* Task to carry out:
Please reproduce the Hawaii temperature report below word for word, from its first line to its last.

Air Temperatures – The following maximum temperatures (F) were recorded across the state of Hawaii Wednesday:
83 Lihue, Kauai
84 Honolulu, Oahu
84 Kahului, Maui
85 Kailua Kona
84 Hilo, Hawaii
Air Temperatures ranged between these warmest and coolest spots near sea level – and on the highest mountain tops on Maui and the Big Island…as of 810pm Wednesday evening:
Kailua Kona – 79
Hana airport, Maui – 72
Haleakala Summit – 50 (near 10,000 feet on Maui)
Mauna Kea Summit – 39 (13,000+ feet on the Big Island)
Hawaii’s Mountains – Here’s a link to the live web cam on the summit of near 13,800 foot Mauna Kea on the Big Island of Hawaii. This web cam is available during the daylight hours here in the islands…and when there’s a big moon shining down during the night at times. Plus, during the nights you will be able to see stars, and the sunrise and sunset too… depending upon weather conditions.

* Stored records:
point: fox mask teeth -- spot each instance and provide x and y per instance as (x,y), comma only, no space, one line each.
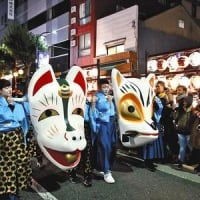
(64,91)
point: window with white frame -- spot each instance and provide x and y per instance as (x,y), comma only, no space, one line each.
(115,46)
(85,44)
(85,12)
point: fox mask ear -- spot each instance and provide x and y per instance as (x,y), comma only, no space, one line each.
(76,75)
(151,78)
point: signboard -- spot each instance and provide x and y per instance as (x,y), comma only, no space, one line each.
(11,9)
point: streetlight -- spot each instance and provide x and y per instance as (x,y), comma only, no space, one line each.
(44,44)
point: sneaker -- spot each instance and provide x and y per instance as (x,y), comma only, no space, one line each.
(87,182)
(99,173)
(108,178)
(178,165)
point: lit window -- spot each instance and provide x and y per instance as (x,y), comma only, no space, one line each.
(85,12)
(115,46)
(84,44)
(181,23)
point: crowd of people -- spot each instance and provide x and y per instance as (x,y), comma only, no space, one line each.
(175,124)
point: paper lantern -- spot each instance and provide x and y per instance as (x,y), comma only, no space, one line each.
(183,61)
(195,80)
(194,59)
(152,65)
(162,64)
(172,63)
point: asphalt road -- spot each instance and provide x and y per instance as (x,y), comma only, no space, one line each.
(133,182)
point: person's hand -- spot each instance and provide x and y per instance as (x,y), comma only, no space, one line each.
(93,99)
(109,98)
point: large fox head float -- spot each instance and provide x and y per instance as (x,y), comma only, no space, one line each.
(134,102)
(57,114)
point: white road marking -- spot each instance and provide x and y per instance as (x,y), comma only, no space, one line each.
(179,173)
(42,192)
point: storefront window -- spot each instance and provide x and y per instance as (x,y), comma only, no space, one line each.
(115,49)
(84,44)
(85,12)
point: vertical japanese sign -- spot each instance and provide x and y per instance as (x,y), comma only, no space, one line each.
(11,9)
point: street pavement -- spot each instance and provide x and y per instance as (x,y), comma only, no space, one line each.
(133,182)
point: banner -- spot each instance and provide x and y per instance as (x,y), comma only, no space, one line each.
(11,9)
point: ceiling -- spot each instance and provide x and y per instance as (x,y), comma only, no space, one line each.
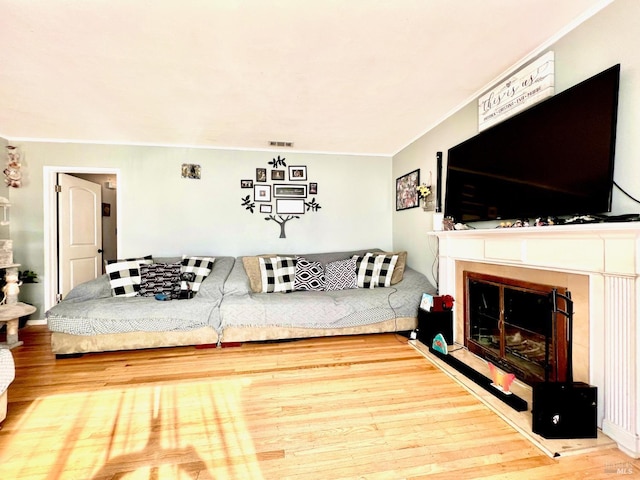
(357,76)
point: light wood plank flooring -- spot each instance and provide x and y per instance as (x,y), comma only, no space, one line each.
(362,407)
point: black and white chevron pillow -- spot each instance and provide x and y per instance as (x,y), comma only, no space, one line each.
(341,275)
(193,271)
(375,270)
(277,274)
(160,278)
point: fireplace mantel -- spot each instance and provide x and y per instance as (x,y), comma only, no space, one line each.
(608,254)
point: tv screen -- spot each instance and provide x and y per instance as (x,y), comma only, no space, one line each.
(553,159)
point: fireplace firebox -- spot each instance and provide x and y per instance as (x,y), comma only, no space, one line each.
(512,324)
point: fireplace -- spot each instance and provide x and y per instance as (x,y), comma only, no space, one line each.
(512,324)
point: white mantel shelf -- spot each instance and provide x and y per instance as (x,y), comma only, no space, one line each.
(609,254)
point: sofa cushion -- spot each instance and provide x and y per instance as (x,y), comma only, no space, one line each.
(193,271)
(309,275)
(252,267)
(124,276)
(161,278)
(375,270)
(277,274)
(341,275)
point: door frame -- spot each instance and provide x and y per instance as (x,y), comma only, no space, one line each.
(49,177)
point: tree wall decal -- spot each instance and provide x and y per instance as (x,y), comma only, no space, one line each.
(293,194)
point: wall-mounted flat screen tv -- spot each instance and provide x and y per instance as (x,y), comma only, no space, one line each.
(554,159)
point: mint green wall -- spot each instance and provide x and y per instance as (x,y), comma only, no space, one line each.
(162,214)
(610,37)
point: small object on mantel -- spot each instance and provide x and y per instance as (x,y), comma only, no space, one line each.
(10,314)
(440,344)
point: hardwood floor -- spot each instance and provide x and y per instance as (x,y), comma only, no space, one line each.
(365,407)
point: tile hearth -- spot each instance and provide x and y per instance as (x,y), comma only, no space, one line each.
(521,421)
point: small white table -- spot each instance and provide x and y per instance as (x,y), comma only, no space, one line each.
(10,314)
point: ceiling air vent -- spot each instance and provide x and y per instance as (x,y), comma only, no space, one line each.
(273,143)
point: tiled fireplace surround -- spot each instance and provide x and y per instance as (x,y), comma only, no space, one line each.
(600,265)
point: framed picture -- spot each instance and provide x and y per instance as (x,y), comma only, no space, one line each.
(285,206)
(289,191)
(262,193)
(406,193)
(297,173)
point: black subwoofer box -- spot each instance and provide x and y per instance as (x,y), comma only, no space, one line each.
(565,410)
(432,323)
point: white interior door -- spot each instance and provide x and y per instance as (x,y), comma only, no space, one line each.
(79,232)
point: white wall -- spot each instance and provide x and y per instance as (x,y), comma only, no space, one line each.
(162,214)
(608,38)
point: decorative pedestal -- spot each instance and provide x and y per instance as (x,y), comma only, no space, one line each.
(10,315)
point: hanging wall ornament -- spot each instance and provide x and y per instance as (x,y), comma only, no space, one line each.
(12,174)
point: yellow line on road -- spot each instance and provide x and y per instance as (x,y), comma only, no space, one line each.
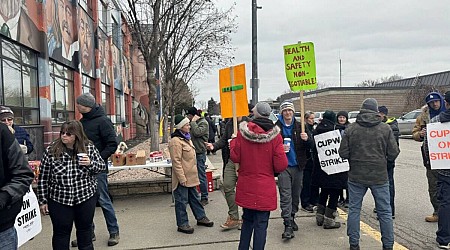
(370,231)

* Response to this exercise:
Air Temperatures – The following maximum temperatures (F) were recorded across the state of Hawaii Wednesday:
83 Lihue, Kauai
84 Honolulu, Oahu
84 Kahului, Maui
85 Kailua Kona
84 Hilo, Hawaii
Air Temperatures ranged between these warmest and coolest spots near sea level – and on the highest mountain tops on Maui and the Big Island…as of 810pm Wednesday evening:
Kailua Kona – 79
Hana airport, Maui – 72
Haleakala Summit – 50 (near 10,000 feet on Maui)
Mauna Kea Summit – 39 (13,000+ feet on the Big Island)
Hawaii’s Mountains – Here’s a link to the live web cam on the summit of near 13,800 foot Mauna Kea on the Big Island of Hawaii. This web cam is available during the daylight hours here in the islands…and when there’s a big moon shining down during the night at times. Plus, during the nights you will be able to see stars, and the sunrise and sunset too… depending upon weather conditions.